> Requirement
Print each record below exactly as it appears.

Saved entries:
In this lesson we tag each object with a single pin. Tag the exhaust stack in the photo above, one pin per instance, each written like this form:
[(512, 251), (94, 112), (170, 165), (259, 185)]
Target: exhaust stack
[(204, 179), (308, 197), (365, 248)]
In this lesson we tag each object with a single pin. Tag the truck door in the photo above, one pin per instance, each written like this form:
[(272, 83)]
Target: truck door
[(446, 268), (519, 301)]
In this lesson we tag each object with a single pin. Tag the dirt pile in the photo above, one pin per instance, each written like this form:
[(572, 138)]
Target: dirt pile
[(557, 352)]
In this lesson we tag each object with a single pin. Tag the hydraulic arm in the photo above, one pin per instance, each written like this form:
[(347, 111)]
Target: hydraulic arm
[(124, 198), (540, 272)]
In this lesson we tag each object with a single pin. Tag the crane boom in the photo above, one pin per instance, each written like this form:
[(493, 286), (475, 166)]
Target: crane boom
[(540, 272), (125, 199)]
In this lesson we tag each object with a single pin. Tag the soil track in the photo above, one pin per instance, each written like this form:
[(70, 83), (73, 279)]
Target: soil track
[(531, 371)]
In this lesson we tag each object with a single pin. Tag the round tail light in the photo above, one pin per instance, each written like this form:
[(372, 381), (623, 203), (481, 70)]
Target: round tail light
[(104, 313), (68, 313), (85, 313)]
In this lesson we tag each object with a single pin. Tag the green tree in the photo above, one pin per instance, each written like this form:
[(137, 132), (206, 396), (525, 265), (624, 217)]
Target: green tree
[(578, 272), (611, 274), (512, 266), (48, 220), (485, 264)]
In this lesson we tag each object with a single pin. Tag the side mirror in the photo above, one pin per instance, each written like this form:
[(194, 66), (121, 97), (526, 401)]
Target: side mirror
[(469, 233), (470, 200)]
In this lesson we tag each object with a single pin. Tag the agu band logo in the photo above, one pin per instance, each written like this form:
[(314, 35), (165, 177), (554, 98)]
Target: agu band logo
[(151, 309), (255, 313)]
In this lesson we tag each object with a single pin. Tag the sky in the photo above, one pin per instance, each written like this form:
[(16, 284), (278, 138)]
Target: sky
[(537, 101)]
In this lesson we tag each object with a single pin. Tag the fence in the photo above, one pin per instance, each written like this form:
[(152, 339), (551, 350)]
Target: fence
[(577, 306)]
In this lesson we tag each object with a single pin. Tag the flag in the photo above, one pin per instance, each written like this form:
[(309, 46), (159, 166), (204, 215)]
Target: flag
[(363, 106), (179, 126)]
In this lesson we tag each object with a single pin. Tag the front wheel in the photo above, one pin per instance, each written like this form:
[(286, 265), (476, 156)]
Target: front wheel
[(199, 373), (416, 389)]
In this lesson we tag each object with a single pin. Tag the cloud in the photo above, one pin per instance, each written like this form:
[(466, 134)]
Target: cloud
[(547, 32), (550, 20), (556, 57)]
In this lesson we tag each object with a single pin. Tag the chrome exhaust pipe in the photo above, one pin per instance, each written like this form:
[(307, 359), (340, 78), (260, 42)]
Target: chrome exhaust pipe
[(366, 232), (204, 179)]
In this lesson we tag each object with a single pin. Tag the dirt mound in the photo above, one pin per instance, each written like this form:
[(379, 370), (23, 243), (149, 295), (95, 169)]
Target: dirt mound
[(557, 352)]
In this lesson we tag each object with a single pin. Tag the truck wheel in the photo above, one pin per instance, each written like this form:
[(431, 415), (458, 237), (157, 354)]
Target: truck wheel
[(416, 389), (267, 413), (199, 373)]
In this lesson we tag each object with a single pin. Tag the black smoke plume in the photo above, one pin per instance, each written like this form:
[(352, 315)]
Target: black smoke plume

> Result of the exercise
In this lesson we tag each object with a single pin. Tag the exhaust stack in the photo above, one pin per instance, each written like this form:
[(512, 251), (94, 112), (170, 165), (259, 185)]
Target: exhaust stack
[(204, 179), (308, 197), (365, 248)]
In this lesson we tag each object with a single pin. Tag the truck door in the photo above, one pin per instance, each written like this form:
[(272, 83)]
Target: truck door
[(446, 268), (519, 301)]
In this lesson we tag each object with a single pin. Tag the dirt pile in the photo above, one pin per instance, each written like this form:
[(572, 138)]
Target: dirt pile
[(557, 352)]
In this lesson we tag each object with a single pin. Tag the hydraulic arm in the photo above, one pin per instance, each written like this form:
[(347, 111)]
Target: hydraulic arm
[(124, 198), (540, 272)]
In this lesson we tag each object with a single pin. Tag the crane boom in the photo above, one pin per instance, each written like this form:
[(493, 286), (475, 166)]
Target: crane boom
[(540, 272), (125, 199)]
In this lesson we tag each object with a single pin. Tag the soil track in the photo above, one pin per instance, each written like this form:
[(70, 83), (73, 279)]
Target: soil track
[(531, 371)]
In this lesson we tag each object with a single pin. Tag the round tail light in the photo above, one pin per instance, each written like this form:
[(372, 381), (623, 203), (481, 70)]
Target: round tail light
[(104, 313), (68, 313), (85, 313)]
In this lesson we tag each object with a single pin. Tag the green tree in the photo above, one pin per instance, each written like this form:
[(137, 132), (206, 396), (525, 265), (624, 217)]
Target: green tree
[(578, 272), (611, 274), (512, 266), (48, 220), (485, 264)]
In this lesson we tag each object with a single pin. Tag the side mirror in the photo above, one pin per instance, each written like this form:
[(194, 66), (121, 97), (526, 401)]
Target: side mirror
[(469, 233), (470, 200)]
In this lesson we tag each object with a single pin. Tag the agu band logo in the photo above, one pin per instance, each written like this form:
[(314, 35), (165, 177), (554, 98)]
Target: agu band logo
[(151, 309), (255, 313)]
In this lesson we tag each object with a single pin. Tag the sky in the photo above, one pin per instance, each written like this form:
[(16, 284), (278, 138)]
Target: sky
[(537, 101)]
In this lesson we tag each object with a single pin. Tag the fence in the photo above, one pin per instance, each written like this form:
[(152, 339), (551, 350)]
Target: fence
[(577, 306)]
In this lesson we tag each object with a single pin. Tag the flag in the photo above, one pin per instance, each written like this form:
[(309, 46), (159, 166), (204, 215)]
Target: flag
[(363, 106), (179, 126)]
In this lesson we tag each object with a single pin. Tag the front wheel in the photo above, one pin per instance, each written like this form:
[(286, 265), (476, 156)]
Target: front wheel
[(199, 373), (416, 389)]
In this lesson we tag each object with a single pin. Tag the cloud in the photo above, one pin per instance, each written like this form:
[(466, 134)]
Target: cloud
[(547, 32), (550, 20), (556, 57)]
In this lesson we tag each object with a single pin. Tag the chrome exhaust pipe in the photo above, one pin per instance, each written like this form:
[(307, 359), (340, 78), (260, 42)]
Target: chrome exhaust pipe
[(366, 232), (204, 179)]
In this lesson we tag each object with a single pin. Tag the dirt mound in the photo above, one pin per instance, each written like this form:
[(379, 370), (23, 243), (149, 295), (95, 169)]
Target: dirt mound
[(557, 352)]
In this lesson we tag each object with a single pin. Tag the truck wheel in the photo above, one pin per instance, each written like this form:
[(431, 415), (458, 237), (157, 354)]
Target: truck wheel
[(416, 389), (267, 413), (199, 373)]
In this lesson we tag each object with a single pin. Tag the black smoke plume in the photo above, one pin per instance, each written like this form:
[(352, 315)]
Target: black smoke plume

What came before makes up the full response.